- What is asked: Extract every line of the items below and reproduce each one verbatim, in order.

- Supplied records:
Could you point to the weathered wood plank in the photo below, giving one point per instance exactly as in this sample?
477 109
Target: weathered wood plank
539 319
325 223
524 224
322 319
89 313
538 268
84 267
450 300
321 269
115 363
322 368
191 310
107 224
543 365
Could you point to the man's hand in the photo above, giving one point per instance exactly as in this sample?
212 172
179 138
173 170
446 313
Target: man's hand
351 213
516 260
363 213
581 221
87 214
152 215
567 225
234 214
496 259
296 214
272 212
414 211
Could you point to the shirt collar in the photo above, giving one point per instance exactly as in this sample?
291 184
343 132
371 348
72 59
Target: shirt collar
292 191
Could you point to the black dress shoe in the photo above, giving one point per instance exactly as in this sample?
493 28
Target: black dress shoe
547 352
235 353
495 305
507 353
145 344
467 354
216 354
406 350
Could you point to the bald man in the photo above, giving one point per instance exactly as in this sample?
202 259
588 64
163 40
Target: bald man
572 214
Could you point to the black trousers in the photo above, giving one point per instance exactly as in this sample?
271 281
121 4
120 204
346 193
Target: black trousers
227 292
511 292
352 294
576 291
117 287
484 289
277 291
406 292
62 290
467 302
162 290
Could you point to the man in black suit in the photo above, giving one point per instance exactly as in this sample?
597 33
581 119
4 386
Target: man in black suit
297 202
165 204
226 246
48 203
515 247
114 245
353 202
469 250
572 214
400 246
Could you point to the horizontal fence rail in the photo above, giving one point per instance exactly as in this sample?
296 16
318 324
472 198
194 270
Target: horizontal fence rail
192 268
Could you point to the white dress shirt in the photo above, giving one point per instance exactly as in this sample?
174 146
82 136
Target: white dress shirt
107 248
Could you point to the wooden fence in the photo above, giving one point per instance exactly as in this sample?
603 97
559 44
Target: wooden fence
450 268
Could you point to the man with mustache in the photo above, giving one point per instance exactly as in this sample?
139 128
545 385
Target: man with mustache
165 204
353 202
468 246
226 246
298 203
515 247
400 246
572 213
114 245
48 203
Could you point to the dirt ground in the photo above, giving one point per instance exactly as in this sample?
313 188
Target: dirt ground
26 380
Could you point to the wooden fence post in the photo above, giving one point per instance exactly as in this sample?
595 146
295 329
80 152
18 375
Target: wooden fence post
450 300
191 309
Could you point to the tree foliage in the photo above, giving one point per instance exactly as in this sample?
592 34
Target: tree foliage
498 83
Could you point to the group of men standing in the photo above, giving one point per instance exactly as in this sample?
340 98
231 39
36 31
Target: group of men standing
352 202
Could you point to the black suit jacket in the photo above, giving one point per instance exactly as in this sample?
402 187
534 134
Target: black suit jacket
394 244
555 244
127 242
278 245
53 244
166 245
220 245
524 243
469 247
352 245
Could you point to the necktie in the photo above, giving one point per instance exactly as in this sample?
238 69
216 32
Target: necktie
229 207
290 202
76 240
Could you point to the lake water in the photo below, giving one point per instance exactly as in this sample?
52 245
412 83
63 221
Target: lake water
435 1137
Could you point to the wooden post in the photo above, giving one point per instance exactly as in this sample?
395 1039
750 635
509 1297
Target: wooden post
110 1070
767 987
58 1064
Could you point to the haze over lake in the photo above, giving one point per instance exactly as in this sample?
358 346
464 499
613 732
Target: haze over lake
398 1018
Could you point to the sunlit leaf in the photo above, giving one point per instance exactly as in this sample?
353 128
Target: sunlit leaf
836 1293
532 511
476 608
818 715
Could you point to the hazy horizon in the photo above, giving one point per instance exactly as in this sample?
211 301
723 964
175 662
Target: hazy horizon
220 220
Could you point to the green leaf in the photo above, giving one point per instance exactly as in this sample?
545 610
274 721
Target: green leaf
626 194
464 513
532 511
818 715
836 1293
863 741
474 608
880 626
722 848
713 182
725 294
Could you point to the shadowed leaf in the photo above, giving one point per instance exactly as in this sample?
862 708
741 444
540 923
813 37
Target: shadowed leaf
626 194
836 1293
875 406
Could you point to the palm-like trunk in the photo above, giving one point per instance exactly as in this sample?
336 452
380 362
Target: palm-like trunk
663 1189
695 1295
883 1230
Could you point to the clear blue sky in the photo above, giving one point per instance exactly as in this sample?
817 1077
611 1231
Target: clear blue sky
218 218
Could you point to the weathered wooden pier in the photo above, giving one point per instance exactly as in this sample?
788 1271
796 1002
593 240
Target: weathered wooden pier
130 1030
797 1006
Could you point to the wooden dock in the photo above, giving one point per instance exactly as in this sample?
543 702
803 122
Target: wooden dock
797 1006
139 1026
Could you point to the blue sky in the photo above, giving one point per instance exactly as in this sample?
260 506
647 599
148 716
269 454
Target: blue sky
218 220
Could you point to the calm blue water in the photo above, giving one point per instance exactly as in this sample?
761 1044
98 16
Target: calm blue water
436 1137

- Reply:
Could you point to the weathered wood plank in the photo below, giving one point per instance exactly as in this sample?
477 109
Target: weathered wood plank
539 319
325 223
524 224
322 319
89 313
538 268
84 267
450 300
321 269
115 363
322 368
191 310
107 224
543 365
Could you point to the man's hand in the photo above, giving one point per instance exactly as in this sample?
212 172
179 138
173 170
446 313
Target: man's hand
351 213
516 260
363 213
581 221
87 214
152 215
567 225
234 214
496 259
296 214
272 212
414 211
Could you point to the shirt collar in the photo above, giving one point per instance exactly as in this sample?
291 184
343 132
371 348
72 59
Target: shirt collar
292 191
Could you point to the black dress shoe in the photo above, giving one point per instance exactly as in this sample?
493 28
Target: black dress shoe
547 352
235 353
495 305
507 353
145 344
467 354
216 354
406 350
Could you point to the bald man in the photo above, giving one point per instance exactly as in this sample?
202 259
588 64
163 40
Target: bald man
572 214
Could you point to the black trousers in the photo above, giving one point per instance exactly as in this sample?
271 281
121 4
120 204
346 193
Target: black trousers
227 292
511 292
352 294
576 291
117 287
484 289
277 291
406 292
62 290
467 302
162 290
Could you point to the man in black suit in the photo above, giving one point per instance exactly as in this sample?
597 33
581 119
4 386
Target: man in black suit
297 202
165 204
226 246
48 203
515 247
114 245
353 202
469 250
572 214
400 246
Could you point to the horizontal fence rail in the photo above, giving one point per instance exactly as in this sample?
296 16
318 324
472 198
194 270
Target: horizontal fence rail
192 268
Could you point to the white dress shirt in the photo above, giving one point per instance exactly as in this sample?
174 146
82 136
Target: white dress shirt
107 248
Could you point to the wooden fence in the photo above, giving one point per instance exactly as in this sample?
603 97
559 44
Target: wooden fence
450 268
Could you point to the man with mustache in the photo above, giving one point per instance exactly as in this sample?
139 128
545 385
Target: man with mustache
165 204
353 202
468 246
226 246
298 203
515 247
400 246
572 213
114 245
48 203
Could you point to the dirt ground in the photo above, giving one point per instance exactly as in this sample?
313 188
Target: dirt ground
26 380
Could you point to the wooden fence post in the photo above, giving one point per instance exactly as in this sample?
595 146
295 329
80 152
18 375
Target: wooden fence post
450 300
191 309
Could you point to the tree foliage in the photo above, giving one point per instance exactly as in this sample?
592 34
Target: tree foliage
498 83
Could you point to the group of men standing in the photo above, giving one point per instance exactly as in this sample?
340 98
231 39
36 31
Target: group of men standing
352 202
Could you point to the black suit jacket in the photo above, giving one point per instance exactly as in this sample?
402 187
534 134
Target: black suit jacket
394 244
555 244
127 242
278 245
53 244
166 245
220 245
524 243
469 247
352 245
Could you point to the necktie in the photo above, giving one point per instance exactly as in this sample?
238 69
216 32
Target: necktie
229 207
290 202
76 240
Could you point to the lake water in the photo below, giving one point per instance exactly as in this sample?
52 245
412 83
63 221
Target: lake water
435 1137
Could you point to the wooden post in the photo above, giving one point per instance exactly as in this sample?
395 1039
750 635
509 1297
Target: wooden post
110 1070
767 987
58 1064
Could you point to the haze over lake in the photo above, giving one point per instance exactly as in this sample?
358 346
464 499
613 732
Target: haze over lake
398 1018
Could you point to the sunlit leaf in the photo above, giving one point per instance exactly as in this sample?
353 128
Target: sunlit leaf
836 1293
532 511
476 608
818 715
Could you point to the hazy horizon in the photo above, giving one point per instance exactly as in this sample?
211 301
723 964
175 662
Target: hazy horizon
220 220
Could you point to the green leaf in the photo above, giving one point per instance exactly as in this sample?
545 610
274 721
Target: green leaf
626 194
464 513
532 511
818 715
836 1293
863 741
474 608
880 626
722 848
713 182
725 294
Could you point to the shadowed leaf in the photo above, giving one point per instance exactly as in this sample?
862 708
741 444
540 923
813 37
Target: shadowed leaf
626 194
836 1293
875 406
Could you point to the palm-like trunk in the photo above, giving one point per instance exactly as in this sample?
336 452
380 362
Target: palm-like trunk
663 1189
695 1295
883 1230
Could you point to the clear blue sky in the photo above, giving one point per instance exactly as in this sample?
817 1077
611 1231
Target: clear blue sky
218 218
Could you point to the weathered wooden pier in the photo above, giving one point per instance exactly as in this sample?
788 1271
796 1002
593 240
Target: weathered wooden pier
130 1030
797 1006
Could you point to the wooden dock in the photo above, giving one point per instance exactly as in this sample?
543 702
803 122
Target: wooden dock
797 1006
139 1026
Could you point to the blue sky in the photo above, giving one point per instance exactly as in this sample?
260 506
647 599
148 716
269 454
Target: blue sky
218 220
Could you point to the calm blue water in the photo above, giving one point per instance exactly as in this sample?
761 1044
98 16
Target: calm blue water
436 1137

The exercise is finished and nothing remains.